WHAT IS BEING ASKED:
Which lines below hold the word "would"? Copy all of them.
# # # #
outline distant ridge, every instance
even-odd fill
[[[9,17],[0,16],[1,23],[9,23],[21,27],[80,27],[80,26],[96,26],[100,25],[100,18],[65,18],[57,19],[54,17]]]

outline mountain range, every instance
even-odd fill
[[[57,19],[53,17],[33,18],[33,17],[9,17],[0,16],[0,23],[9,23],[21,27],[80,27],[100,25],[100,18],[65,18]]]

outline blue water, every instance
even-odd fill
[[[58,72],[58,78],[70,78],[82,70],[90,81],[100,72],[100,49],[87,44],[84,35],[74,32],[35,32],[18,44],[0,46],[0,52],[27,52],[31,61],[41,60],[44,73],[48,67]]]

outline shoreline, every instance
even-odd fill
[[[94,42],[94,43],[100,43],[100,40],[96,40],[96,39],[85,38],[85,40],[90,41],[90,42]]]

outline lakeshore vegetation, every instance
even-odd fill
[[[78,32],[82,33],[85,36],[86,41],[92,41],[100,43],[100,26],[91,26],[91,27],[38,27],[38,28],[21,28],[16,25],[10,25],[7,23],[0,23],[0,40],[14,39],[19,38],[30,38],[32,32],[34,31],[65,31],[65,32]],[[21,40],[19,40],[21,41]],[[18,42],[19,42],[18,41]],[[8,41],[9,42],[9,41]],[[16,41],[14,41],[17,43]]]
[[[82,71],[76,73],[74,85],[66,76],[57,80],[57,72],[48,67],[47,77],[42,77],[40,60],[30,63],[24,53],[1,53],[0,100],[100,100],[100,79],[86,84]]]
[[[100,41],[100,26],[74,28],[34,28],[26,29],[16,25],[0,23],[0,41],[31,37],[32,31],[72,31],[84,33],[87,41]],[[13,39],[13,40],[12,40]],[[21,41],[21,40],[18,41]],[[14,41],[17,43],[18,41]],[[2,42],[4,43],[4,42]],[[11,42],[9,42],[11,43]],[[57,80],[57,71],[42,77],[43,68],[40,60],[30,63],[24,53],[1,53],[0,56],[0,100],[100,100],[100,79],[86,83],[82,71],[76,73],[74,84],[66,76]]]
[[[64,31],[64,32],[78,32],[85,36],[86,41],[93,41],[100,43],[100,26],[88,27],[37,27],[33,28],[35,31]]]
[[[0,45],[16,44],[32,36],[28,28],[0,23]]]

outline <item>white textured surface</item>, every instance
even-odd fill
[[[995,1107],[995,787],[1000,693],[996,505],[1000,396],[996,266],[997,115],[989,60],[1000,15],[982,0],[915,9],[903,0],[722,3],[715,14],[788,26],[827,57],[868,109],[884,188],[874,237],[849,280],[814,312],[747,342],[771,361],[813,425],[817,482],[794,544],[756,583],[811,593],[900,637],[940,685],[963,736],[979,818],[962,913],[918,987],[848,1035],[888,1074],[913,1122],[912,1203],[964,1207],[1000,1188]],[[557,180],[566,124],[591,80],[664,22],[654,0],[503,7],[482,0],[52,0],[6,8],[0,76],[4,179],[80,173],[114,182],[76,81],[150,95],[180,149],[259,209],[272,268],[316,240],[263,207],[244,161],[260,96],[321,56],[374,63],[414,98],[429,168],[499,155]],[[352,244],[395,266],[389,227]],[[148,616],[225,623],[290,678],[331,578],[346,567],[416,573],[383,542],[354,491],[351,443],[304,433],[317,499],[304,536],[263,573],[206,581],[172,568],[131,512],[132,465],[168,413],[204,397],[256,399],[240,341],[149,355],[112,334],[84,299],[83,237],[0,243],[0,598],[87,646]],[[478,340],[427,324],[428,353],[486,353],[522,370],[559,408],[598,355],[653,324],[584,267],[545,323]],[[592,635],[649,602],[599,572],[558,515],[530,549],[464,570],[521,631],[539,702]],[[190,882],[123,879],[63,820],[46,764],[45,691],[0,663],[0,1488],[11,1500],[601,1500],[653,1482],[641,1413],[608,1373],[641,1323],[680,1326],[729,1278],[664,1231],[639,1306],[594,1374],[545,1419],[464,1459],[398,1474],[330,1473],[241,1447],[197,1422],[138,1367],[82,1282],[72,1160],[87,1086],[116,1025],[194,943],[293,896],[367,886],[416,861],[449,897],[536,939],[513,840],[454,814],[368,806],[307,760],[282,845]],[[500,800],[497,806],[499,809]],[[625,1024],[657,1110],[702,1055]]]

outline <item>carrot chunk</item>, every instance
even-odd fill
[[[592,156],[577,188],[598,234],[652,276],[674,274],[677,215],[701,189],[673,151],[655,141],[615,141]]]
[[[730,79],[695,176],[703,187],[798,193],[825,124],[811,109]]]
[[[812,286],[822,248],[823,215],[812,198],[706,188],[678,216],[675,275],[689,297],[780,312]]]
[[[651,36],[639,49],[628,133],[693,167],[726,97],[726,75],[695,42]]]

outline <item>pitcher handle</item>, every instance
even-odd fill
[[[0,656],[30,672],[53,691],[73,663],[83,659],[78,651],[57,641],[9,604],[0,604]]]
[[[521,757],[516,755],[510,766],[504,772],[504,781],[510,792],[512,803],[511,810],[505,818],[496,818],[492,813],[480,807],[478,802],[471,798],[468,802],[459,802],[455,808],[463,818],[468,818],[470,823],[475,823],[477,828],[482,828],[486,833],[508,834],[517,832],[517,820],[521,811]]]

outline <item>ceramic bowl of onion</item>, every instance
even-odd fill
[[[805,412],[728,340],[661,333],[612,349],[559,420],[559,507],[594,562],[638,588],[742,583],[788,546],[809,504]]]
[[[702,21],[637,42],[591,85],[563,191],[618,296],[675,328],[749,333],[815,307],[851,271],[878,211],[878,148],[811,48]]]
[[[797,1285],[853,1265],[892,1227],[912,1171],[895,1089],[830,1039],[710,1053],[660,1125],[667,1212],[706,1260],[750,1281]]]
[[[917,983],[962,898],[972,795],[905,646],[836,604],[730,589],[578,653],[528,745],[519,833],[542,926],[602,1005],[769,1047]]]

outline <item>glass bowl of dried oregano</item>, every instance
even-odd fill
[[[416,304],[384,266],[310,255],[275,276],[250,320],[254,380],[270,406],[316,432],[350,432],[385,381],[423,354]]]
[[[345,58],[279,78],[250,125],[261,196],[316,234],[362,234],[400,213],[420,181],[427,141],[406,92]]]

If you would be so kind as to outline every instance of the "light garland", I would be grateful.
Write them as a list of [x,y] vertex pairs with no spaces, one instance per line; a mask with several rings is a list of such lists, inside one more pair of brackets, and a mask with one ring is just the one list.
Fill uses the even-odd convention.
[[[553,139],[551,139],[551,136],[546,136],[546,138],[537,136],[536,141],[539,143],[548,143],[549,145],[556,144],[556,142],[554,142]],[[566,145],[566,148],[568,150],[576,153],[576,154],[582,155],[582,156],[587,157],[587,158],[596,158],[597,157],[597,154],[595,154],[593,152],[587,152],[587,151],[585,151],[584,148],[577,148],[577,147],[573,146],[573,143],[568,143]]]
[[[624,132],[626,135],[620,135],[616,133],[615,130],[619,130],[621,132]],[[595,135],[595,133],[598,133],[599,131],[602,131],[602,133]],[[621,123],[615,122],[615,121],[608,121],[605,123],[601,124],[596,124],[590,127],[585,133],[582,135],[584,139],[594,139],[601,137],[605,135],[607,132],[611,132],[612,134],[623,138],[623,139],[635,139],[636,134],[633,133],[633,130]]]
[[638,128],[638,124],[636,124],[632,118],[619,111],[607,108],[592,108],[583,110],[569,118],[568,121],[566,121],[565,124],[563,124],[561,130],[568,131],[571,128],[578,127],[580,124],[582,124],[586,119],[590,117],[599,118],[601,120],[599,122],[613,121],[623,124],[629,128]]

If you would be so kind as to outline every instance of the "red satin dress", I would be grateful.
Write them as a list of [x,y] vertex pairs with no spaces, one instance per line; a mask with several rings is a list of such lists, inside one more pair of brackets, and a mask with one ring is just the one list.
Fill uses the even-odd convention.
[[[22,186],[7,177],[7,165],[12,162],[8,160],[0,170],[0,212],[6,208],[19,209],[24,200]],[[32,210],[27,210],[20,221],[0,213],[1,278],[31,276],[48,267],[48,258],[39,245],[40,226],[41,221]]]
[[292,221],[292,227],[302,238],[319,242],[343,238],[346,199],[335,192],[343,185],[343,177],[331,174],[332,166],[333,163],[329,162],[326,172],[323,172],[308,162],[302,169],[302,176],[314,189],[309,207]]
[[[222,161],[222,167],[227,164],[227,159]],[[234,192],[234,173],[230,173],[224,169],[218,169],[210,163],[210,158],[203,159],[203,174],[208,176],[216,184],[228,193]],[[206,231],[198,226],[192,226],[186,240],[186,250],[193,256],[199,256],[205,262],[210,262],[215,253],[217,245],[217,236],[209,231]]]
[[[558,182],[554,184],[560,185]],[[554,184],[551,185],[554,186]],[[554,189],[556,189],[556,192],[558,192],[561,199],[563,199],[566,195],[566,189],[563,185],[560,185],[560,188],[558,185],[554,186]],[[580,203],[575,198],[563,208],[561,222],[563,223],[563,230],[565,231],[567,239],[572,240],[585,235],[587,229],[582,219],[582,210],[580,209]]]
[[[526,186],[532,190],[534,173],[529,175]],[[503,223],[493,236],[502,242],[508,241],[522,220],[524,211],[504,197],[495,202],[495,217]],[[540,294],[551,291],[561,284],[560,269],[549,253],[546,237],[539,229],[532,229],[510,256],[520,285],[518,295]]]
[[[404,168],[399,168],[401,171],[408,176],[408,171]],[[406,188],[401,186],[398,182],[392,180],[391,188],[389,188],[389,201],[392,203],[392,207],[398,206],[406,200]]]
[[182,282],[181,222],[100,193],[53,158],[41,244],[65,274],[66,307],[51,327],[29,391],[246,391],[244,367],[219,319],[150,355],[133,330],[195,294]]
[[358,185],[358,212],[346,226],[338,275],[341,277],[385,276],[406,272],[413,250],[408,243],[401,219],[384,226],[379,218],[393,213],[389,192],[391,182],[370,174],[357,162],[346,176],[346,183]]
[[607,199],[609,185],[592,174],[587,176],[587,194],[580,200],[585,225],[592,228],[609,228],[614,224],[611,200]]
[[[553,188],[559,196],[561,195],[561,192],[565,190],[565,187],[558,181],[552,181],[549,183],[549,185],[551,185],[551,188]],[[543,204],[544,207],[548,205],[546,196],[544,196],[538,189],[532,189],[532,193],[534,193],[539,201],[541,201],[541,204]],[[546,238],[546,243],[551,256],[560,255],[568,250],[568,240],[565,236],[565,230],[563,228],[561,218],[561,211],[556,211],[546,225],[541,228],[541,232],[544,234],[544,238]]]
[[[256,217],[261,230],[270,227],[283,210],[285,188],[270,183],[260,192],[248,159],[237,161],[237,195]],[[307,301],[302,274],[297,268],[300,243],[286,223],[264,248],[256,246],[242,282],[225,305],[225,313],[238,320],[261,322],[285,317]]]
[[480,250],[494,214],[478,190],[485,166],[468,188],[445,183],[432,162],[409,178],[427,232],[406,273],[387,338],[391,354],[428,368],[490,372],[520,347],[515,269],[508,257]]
# # # #
COMPLETED TASK:
If you would be so kind as to outline every instance of the "light garland", I would be grateful.
If you would be so kind as to outline every instance of the "red satin dress", I would be grateful.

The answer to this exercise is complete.